- **Texte fourni**
Donc, nous saluons cette vogue, cette frénésie du football
comme un phénomène normal des temps modernes. Il en existe de plus dangereux et
de moins sympathiques.
Mais, dans l'excès même, il est recommandé de garder une
certaine mesure. Nous disons que les limites sont dépassées quand, pour ne
prendre que deux exemples, certains considèrent la défaite de l'équipe
française par l'équipe italienne comme un désastre national et quand on cote un
joueur habile dix, voire quinze millions. Cette dernière somme a été offerte —
et refusée — pour la cession d'Antoine Bonifaci, un garçon de dix-neuf ans.
Devant de pareilles enchères, on conçoit que les joueurs de
qualité fassent payer très cher leurs services. En additionnant salaires et
primes, on arrive à des traitements doubles ou triples de ceux d'un président
de cour d'appel ou d'un doyen de faculté.
Ne nous indignons pas trop : c'est la loi de l'offre et
de la demande qui s'impose. Pour former les trente-six équipes réparties entre
les deux divisions, il faudrait puiser dans une masse de cinq cents joueurs
robustes, alertes et possédant la technique de leur métier. Ces cinq cents
joueurs n'existent pas en France. Les meilleurs, ou les moins médiocres, sont
considérés comme des phénomènes, des merles blancs ou des moutons à cinq
pattes, dont la valeur ne saurait être surestimée. Et l'on arrive à ce résultat
paradoxal que, malgré l'accroissement des recettes, les caisses des clubs
voient augmenter leur déficit.
La solution du problème paraît simple. Au lieu de se ruiner
en se disputant les rares vedettes, au lieu de pratiquer des échanges coûteux,
les clubs seraient sages de puiser dans le vaste réservoir alimenté par les
jeunes qui jouent pour leur seul plaisir, sans quitter le domaine de leur
région. Nous aurions des équipes typiquement bretonnes, gasconnes, flamandes,
auvergnates ou provençales, avec, chacune, son caractère, son tempérament, cet
amour de la petite patrie, des couleurs, créateurs d'ardeur, d'enthousiasme.

- **Liste à traiter**

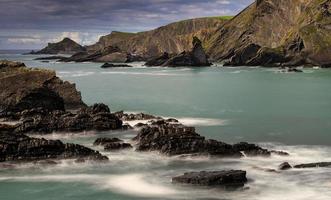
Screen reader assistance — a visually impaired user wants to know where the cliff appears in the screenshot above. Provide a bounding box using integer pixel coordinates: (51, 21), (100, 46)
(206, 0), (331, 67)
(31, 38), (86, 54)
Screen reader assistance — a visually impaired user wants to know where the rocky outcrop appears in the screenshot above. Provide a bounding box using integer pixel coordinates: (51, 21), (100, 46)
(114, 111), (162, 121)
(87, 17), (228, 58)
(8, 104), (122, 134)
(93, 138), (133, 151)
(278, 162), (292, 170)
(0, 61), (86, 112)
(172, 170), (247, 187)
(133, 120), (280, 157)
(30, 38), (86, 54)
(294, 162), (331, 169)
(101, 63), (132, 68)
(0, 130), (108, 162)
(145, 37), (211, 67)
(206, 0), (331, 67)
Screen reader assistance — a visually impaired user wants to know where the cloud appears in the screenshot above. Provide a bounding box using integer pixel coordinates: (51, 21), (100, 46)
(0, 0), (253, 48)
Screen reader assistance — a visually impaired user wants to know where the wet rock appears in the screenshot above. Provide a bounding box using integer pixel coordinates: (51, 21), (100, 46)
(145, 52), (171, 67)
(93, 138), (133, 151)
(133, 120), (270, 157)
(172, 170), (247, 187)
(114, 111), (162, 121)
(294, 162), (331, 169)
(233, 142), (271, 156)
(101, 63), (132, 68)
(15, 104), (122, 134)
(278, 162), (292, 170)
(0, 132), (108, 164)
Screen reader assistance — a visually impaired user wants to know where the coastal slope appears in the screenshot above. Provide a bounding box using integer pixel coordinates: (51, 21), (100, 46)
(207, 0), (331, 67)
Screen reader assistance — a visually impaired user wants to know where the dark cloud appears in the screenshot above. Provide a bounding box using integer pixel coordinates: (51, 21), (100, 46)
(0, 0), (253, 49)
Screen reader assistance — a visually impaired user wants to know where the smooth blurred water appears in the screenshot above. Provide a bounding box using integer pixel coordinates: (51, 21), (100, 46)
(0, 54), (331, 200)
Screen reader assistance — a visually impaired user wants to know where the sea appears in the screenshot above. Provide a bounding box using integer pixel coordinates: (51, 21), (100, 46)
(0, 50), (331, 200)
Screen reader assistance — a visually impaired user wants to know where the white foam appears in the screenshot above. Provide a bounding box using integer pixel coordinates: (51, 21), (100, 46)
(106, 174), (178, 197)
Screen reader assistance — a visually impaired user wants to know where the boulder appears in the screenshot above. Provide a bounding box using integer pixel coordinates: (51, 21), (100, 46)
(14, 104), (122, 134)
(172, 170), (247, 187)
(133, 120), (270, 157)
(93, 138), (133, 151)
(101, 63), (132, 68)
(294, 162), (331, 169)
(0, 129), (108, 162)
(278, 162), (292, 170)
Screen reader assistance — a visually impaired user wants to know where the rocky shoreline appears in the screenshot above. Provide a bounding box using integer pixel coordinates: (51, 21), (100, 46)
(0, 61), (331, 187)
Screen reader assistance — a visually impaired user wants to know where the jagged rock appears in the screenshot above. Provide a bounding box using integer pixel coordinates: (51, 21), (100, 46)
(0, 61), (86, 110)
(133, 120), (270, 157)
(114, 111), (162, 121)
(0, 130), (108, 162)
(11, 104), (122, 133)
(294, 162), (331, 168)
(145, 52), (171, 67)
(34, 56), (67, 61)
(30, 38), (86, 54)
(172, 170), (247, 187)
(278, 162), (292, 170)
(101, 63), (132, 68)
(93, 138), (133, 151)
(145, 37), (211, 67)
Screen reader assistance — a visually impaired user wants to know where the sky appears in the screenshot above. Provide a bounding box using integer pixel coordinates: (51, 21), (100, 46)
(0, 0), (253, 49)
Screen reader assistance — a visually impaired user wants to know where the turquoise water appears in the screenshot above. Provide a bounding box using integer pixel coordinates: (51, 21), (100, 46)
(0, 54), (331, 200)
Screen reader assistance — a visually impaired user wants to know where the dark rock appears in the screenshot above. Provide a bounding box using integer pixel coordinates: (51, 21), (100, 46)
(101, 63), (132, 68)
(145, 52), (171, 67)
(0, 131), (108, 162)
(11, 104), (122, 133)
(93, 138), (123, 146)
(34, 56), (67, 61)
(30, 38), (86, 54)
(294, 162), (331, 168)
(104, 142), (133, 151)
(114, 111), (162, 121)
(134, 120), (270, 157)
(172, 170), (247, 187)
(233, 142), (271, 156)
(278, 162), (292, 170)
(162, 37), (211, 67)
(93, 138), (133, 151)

- **Consigne 1**
Recopiez fidèlement le passage du texte fourni qui va de "Donc, nous saluons" à "doyen de faculté.".
- **Consigne 2**
Réécrivez sous forme de liste numérotée les lignes de la liste qui vont de la ligne contenant "the dark rock" jusqu'à la dernière ligne de cette liste, sans garder les lignes vides.

- **Solution 1**
Donc, nous saluons cette vogue, cette frénésie du football
comme un phénomène normal des temps modernes. Il en existe de plus dangereux et
de moins sympathiques.
Mais, dans l'excès même, il est recommandé de garder une
certaine mesure. Nous disons que les limites sont dépassées quand, pour ne
prendre que deux exemples, certains considèrent la défaite de l'équipe
française par l'équipe italienne comme un désastre national et quand on cote un
joueur habile dix, voire quinze millions. Cette dernière somme a été offerte —
et refusée — pour la cession d'Antoine Bonifaci, un garçon de dix-neuf ans.
Devant de pareilles enchères, on conçoit que les joueurs de
qualité fassent payer très cher leurs services. En additionnant salaires et
primes, on arrive à des traitements doubles ou triples de ceux d'un président
de cour d'appel ou d'un doyen de faculté.

- **Solution 2**
1. Screen reader assistance — a visually impaired user wants to know where the dark rock appears in the screenshot above. Provide a bounding box using integer pixel coordinates: (51, 21), (100, 46)
2. (101, 63), (132, 68)
3. (145, 52), (171, 67)
4. (0, 131), (108, 162)
5. (11, 104), (122, 133)
6. (93, 138), (123, 146)
7. (34, 56), (67, 61)
8. (30, 38), (86, 54)
9. (294, 162), (331, 168)
10. (104, 142), (133, 151)
11. (114, 111), (162, 121)
12. (134, 120), (270, 157)
13. (172, 170), (247, 187)
14. (233, 142), (271, 156)
15. (278, 162), (292, 170)
16. (162, 37), (211, 67)
17. (93, 138), (133, 151)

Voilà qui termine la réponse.